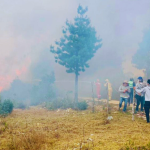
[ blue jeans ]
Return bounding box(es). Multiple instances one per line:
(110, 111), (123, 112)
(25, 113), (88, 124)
(119, 97), (128, 111)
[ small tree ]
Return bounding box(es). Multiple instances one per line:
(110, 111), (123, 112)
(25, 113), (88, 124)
(50, 5), (102, 103)
(132, 30), (150, 77)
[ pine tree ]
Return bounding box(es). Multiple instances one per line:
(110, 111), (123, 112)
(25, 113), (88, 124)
(50, 5), (102, 103)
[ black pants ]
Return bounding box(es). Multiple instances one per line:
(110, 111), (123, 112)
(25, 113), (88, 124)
(144, 101), (150, 122)
(136, 95), (144, 111)
(129, 88), (133, 104)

----------

### [GIVEN TASK]
Copy the items above word for word, leaving out the pictures.

### [RESULT FOR THIS TASK]
[ blue jeans ]
Return bounding box(es). Multiple instances one per line:
(110, 111), (123, 112)
(25, 113), (88, 124)
(119, 97), (128, 111)
[ small tree ]
Return bounding box(es). Multiple instances one per line:
(110, 111), (123, 112)
(25, 113), (88, 124)
(50, 5), (102, 103)
(132, 30), (150, 77)
[ pine tree ]
Return bounding box(es). Multiple instances one per line:
(110, 111), (123, 112)
(25, 113), (88, 124)
(50, 5), (102, 103)
[ black pants ]
Return bounding box(es). Multiple instances one per line:
(110, 111), (123, 112)
(25, 113), (88, 124)
(144, 101), (150, 122)
(136, 95), (144, 111)
(129, 88), (133, 104)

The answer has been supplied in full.